§ **INSTRUCTION**: Lay out the data from the line containing "Question. Indicate each instance of the turquoise" through the end as a Markdown table with the columns Row and Line, giving each line its own numbered row and skipping blank lines. Leave the pictures out of the table.
— start of LISTING —
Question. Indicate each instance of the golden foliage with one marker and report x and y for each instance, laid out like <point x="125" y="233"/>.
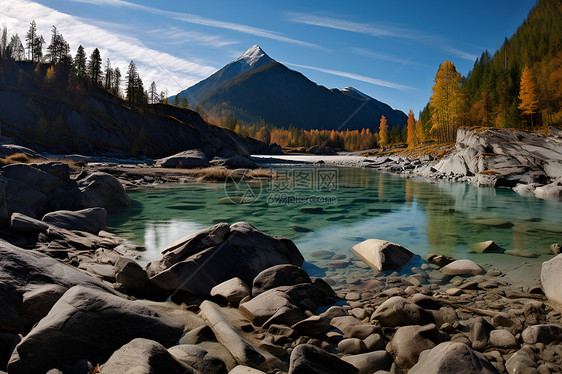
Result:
<point x="447" y="102"/>
<point x="383" y="131"/>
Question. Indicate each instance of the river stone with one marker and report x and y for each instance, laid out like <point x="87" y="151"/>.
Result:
<point x="549" y="191"/>
<point x="31" y="283"/>
<point x="398" y="311"/>
<point x="480" y="333"/>
<point x="521" y="362"/>
<point x="274" y="302"/>
<point x="8" y="342"/>
<point x="409" y="341"/>
<point x="198" y="358"/>
<point x="91" y="324"/>
<point x="352" y="346"/>
<point x="234" y="162"/>
<point x="351" y="327"/>
<point x="21" y="223"/>
<point x="484" y="247"/>
<point x="308" y="359"/>
<point x="551" y="273"/>
<point x="232" y="291"/>
<point x="452" y="358"/>
<point x="279" y="275"/>
<point x="382" y="255"/>
<point x="91" y="220"/>
<point x="103" y="190"/>
<point x="368" y="363"/>
<point x="144" y="356"/>
<point x="545" y="333"/>
<point x="242" y="369"/>
<point x="190" y="159"/>
<point x="245" y="252"/>
<point x="463" y="267"/>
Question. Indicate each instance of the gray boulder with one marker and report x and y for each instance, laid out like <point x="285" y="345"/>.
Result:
<point x="545" y="333"/>
<point x="230" y="337"/>
<point x="382" y="255"/>
<point x="91" y="220"/>
<point x="22" y="223"/>
<point x="31" y="283"/>
<point x="452" y="358"/>
<point x="144" y="356"/>
<point x="551" y="271"/>
<point x="130" y="275"/>
<point x="102" y="190"/>
<point x="279" y="275"/>
<point x="190" y="245"/>
<point x="234" y="162"/>
<point x="463" y="267"/>
<point x="410" y="341"/>
<point x="244" y="253"/>
<point x="232" y="291"/>
<point x="91" y="324"/>
<point x="190" y="159"/>
<point x="368" y="363"/>
<point x="308" y="359"/>
<point x="198" y="358"/>
<point x="398" y="311"/>
<point x="8" y="342"/>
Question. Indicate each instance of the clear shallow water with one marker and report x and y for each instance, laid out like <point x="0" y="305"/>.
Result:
<point x="341" y="207"/>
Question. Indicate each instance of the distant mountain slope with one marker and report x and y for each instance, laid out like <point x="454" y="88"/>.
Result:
<point x="265" y="90"/>
<point x="62" y="116"/>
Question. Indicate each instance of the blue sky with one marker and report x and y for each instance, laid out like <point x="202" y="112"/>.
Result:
<point x="388" y="50"/>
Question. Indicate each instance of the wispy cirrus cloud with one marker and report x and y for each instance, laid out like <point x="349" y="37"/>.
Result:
<point x="204" y="21"/>
<point x="379" y="31"/>
<point x="358" y="77"/>
<point x="168" y="71"/>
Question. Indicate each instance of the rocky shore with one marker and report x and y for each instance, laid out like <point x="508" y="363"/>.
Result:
<point x="232" y="299"/>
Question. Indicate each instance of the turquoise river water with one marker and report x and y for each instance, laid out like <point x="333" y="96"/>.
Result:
<point x="335" y="208"/>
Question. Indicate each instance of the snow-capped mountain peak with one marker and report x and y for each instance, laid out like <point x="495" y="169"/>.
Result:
<point x="253" y="55"/>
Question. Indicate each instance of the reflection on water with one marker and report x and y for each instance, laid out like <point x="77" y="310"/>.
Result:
<point x="425" y="217"/>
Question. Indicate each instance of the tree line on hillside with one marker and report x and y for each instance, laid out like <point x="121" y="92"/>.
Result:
<point x="79" y="69"/>
<point x="519" y="87"/>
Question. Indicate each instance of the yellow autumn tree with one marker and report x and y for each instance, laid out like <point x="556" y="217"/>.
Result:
<point x="383" y="131"/>
<point x="528" y="94"/>
<point x="411" y="129"/>
<point x="447" y="102"/>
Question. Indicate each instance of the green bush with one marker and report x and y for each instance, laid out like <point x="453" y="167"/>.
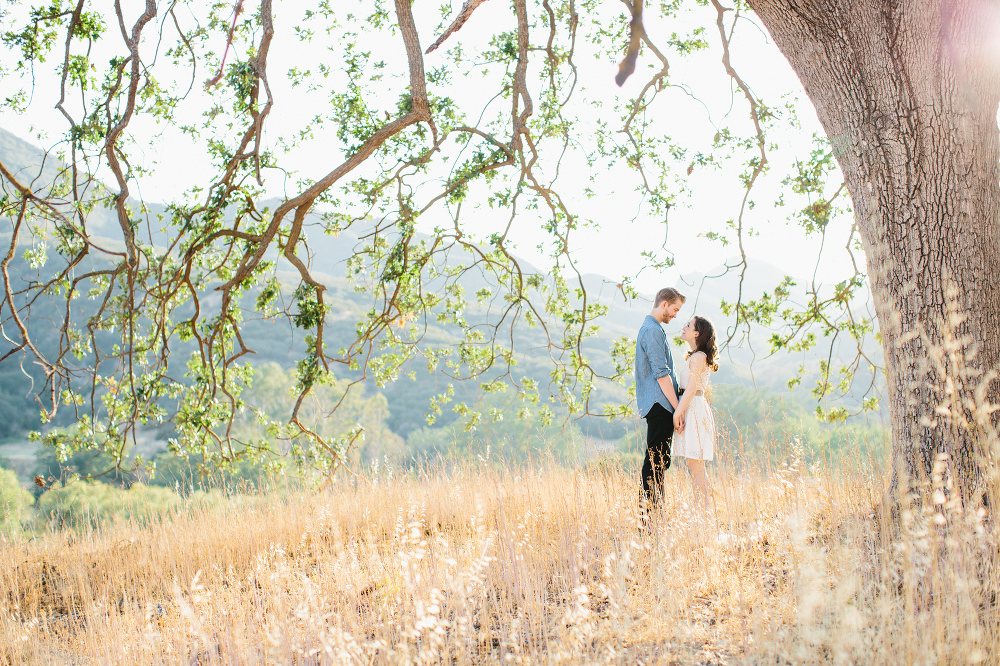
— end of LISTING —
§ **THE RESULT**:
| Row | Line |
|---|---|
| 1 | Question. Indicate each instance of the turquoise river water with one marker and report x and y for each instance, laid out like <point x="333" y="96"/>. |
| 2 | Result: |
| 3 | <point x="335" y="208"/> |
| 4 | Question. Indicate each instance of the snow-capped mountain peak with one marker and report x and y for each instance, laid out like <point x="495" y="169"/>. |
| 5 | Result: |
| 6 | <point x="253" y="55"/> |
| 7 | Question. Indicate each instance of the reflection on water with one marker and report x and y for each instance, laid out like <point x="77" y="310"/>. |
| 8 | Result: |
| 9 | <point x="425" y="217"/> |
| 10 | Question. Indicate each instance of the tree line on hillside with one marker and report x and y for each instance, laid out like <point x="121" y="92"/>. |
| 11 | Result: |
| 12 | <point x="79" y="69"/> |
| 13 | <point x="519" y="87"/> |
| 14 | Question. Indicate each instance of the yellow autumn tree with one marker and report x and y for each instance, laid out like <point x="556" y="217"/>. |
| 15 | Result: |
| 16 | <point x="383" y="131"/> |
| 17 | <point x="528" y="94"/> |
| 18 | <point x="411" y="129"/> |
| 19 | <point x="447" y="102"/> |
| 20 | Question. Indicate each instance of the green bush with one marker and report x and y for each instance, laid out like <point x="453" y="167"/>. |